Segment Open
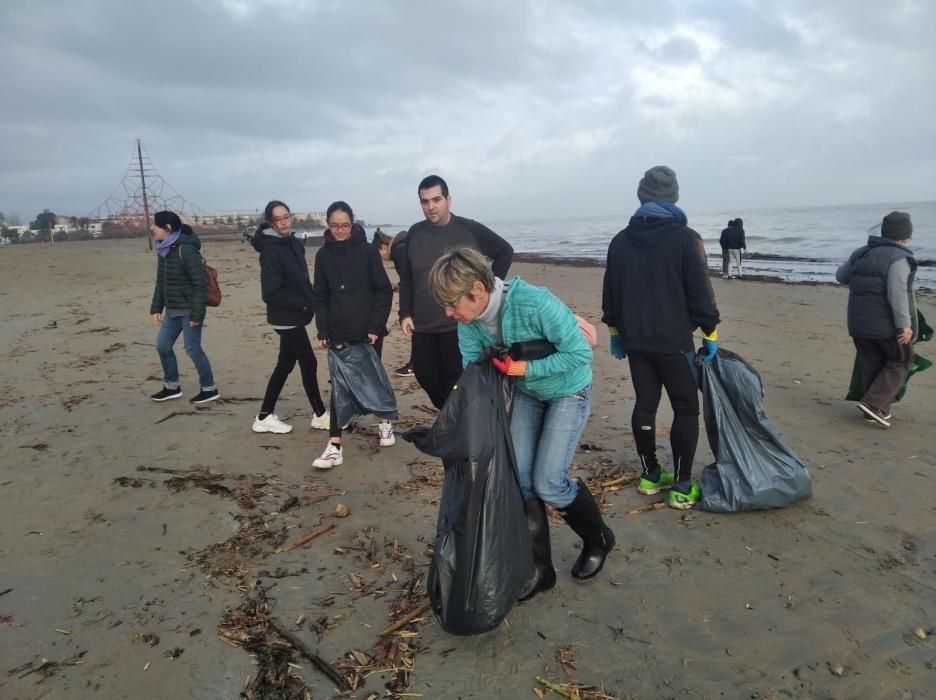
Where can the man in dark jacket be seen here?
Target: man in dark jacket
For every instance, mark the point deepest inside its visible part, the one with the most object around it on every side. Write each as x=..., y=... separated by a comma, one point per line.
x=656, y=293
x=732, y=243
x=436, y=359
x=882, y=313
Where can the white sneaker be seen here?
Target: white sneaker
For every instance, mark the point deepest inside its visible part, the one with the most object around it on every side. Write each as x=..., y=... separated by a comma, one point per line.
x=270, y=424
x=331, y=457
x=321, y=422
x=385, y=433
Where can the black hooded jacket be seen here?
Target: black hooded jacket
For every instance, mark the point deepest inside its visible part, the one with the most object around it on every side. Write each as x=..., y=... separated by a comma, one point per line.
x=284, y=278
x=352, y=291
x=656, y=286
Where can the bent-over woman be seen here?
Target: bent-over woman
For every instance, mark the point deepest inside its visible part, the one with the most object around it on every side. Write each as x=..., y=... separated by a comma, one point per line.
x=551, y=398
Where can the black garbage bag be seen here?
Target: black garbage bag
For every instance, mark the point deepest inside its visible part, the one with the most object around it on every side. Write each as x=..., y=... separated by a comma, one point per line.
x=360, y=385
x=754, y=468
x=483, y=559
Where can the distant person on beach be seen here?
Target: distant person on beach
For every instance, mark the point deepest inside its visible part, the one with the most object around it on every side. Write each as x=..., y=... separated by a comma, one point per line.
x=436, y=358
x=656, y=293
x=551, y=398
x=391, y=250
x=882, y=313
x=352, y=304
x=732, y=243
x=287, y=291
x=180, y=298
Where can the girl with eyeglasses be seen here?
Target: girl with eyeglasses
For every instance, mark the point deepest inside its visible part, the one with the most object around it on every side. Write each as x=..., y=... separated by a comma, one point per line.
x=287, y=291
x=352, y=304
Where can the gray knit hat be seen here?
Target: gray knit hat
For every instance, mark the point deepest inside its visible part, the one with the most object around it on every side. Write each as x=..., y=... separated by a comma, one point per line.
x=897, y=226
x=658, y=185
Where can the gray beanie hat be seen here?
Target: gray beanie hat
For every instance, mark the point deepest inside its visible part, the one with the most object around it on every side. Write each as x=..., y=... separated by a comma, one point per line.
x=897, y=226
x=658, y=185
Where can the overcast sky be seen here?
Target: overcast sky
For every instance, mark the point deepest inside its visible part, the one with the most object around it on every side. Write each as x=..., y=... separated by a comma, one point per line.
x=528, y=108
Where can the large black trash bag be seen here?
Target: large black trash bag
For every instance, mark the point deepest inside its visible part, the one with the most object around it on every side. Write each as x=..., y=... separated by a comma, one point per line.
x=483, y=560
x=360, y=384
x=754, y=468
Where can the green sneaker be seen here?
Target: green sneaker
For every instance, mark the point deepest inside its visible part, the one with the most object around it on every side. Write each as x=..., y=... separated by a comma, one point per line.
x=651, y=488
x=685, y=501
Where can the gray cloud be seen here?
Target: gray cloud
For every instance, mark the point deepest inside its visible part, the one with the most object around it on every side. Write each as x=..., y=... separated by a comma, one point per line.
x=527, y=108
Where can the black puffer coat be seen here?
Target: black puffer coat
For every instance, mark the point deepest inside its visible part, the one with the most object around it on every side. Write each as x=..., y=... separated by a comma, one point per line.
x=181, y=284
x=284, y=278
x=352, y=291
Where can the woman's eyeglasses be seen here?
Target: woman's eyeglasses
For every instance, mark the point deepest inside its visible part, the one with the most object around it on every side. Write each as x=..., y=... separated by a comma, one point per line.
x=452, y=304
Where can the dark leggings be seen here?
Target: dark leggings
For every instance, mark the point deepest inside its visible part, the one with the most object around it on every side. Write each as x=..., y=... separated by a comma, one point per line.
x=650, y=372
x=436, y=364
x=294, y=347
x=334, y=430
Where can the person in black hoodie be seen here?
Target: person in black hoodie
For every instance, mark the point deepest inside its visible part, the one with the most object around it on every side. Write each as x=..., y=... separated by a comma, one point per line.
Segment Closed
Reproduce all entries above exactly, minus the images.

■ Output for this exercise
Where can the man in dark jacket be seen here?
Target: man in dark jacket
For every instance, mark the point deepest inside its visible part, the one with the most object around it on every side. Write each as x=..., y=... separated by a comma, one point per line.
x=656, y=293
x=732, y=243
x=436, y=359
x=882, y=313
Where can the white sneaker be seen here?
Target: white sneaker
For every instance, mark the point deepest inside its visible part, the one with the most object around it on every side. Write each as x=..., y=... separated by a comma, one point per line.
x=270, y=424
x=331, y=457
x=321, y=422
x=385, y=433
Where can the black hooded jacket be seen here?
Target: black hooded jacket
For every instance, mark the point deepest inside its visible part, the one with the most object around it on every side. Write each as x=..., y=... separated by a comma, one point per line.
x=284, y=278
x=352, y=291
x=656, y=286
Where can the bent-over woman be seen here?
Target: bent-over woman
For every instance, mark the point deepest inside its visible part, the one with the most object around it on every side. Write each as x=..., y=... separated by a comma, one point per line.
x=551, y=398
Where can the black garbage bag be seen here?
Target: black garbage bag
For every instance, mark the point deepest inside its visible part, the one with the most object around it on every side. Write each as x=..., y=... separated by a comma, one point per line.
x=360, y=385
x=754, y=468
x=483, y=559
Where can the distant person on beach be seen here?
Target: distant person on beach
For every instance, mark the point deepest inside its visible part, the one with the most object around it on every side. Write each as x=..., y=... separated by a comma, one point per line.
x=436, y=358
x=656, y=293
x=551, y=398
x=391, y=250
x=882, y=313
x=352, y=304
x=732, y=243
x=287, y=291
x=180, y=298
Where can the girl with eyeglasses be seen here?
Target: girl with eyeglasses
For every instance, mark the point deepest inside its visible part, the one with the most object around it on every side. Write each as x=..., y=... separated by a comma, one point per line.
x=287, y=291
x=352, y=304
Where can the gray knit hat be seen here?
Target: gray knit hat
For every instance, mark the point deepest inside its visible part, the one with the most object around it on every side. Write each as x=..., y=... separated by a comma, one point per line.
x=897, y=226
x=658, y=185
Where can the gray beanie hat be seen here?
Target: gray beanie hat
For every instance, mark the point deepest inside its visible part, the one with the most object around it on every side. Write each as x=..., y=... separated by a comma, one point per line.
x=897, y=226
x=658, y=185
Where can the overcast sky be seen here?
Target: overcast sky
For every instance, mark the point deepest inside its visible part, the one with the most object around it on every side. Write each as x=..., y=... separated by a comma, one point per line.
x=528, y=108
Where can the large black trash bag be seen here?
Target: large black trash bag
For every instance, mark the point deepest inside its visible part, the one with the most object around it on every side. Write each as x=..., y=... separated by a comma, one point per line.
x=483, y=560
x=360, y=384
x=754, y=468
Where can the green sneaker be seen here?
Target: green sneaker
For every instance, mark the point deepest inside its visible part, the one with the most object around it on every side. Write each as x=..., y=... separated by a comma, one point per line.
x=651, y=488
x=685, y=501
Where can the gray cloud be seen here?
Target: gray cloud
For every instance, mark the point deepest inside its visible part, the one with the most object around it on every side. Write each as x=..., y=... separated by a comma, one point per line.
x=527, y=108
Where can the black puffer coat be seen here?
Target: black puffer coat
For every instance, mark the point deepest inside its visible part, the one with the most object around it on every side. Write each as x=..., y=... separated by a comma, one point per line.
x=181, y=284
x=284, y=278
x=352, y=291
Where can the woman's eyeglasses be seen here?
Target: woman's eyeglasses
For every instance, mark the point deepest inside its visible part, the one with the most object around it on every side. Write each as x=..., y=... separated by a comma, one point per line.
x=452, y=304
Where can the dark leggings be seen here?
Target: dark leggings
For every instance, mark the point deepest inside its visible part, the one with the most object around it on every side. Write each as x=..., y=... separated by a comma, one point per line.
x=650, y=372
x=436, y=364
x=294, y=347
x=334, y=430
Where can the person in black hoodie be seen here?
Target: person in black hoodie
For every instance, mark the point deepest inside its visible part, the one with the most object around it on every side. Write each as x=..., y=... separated by a comma, one point per line.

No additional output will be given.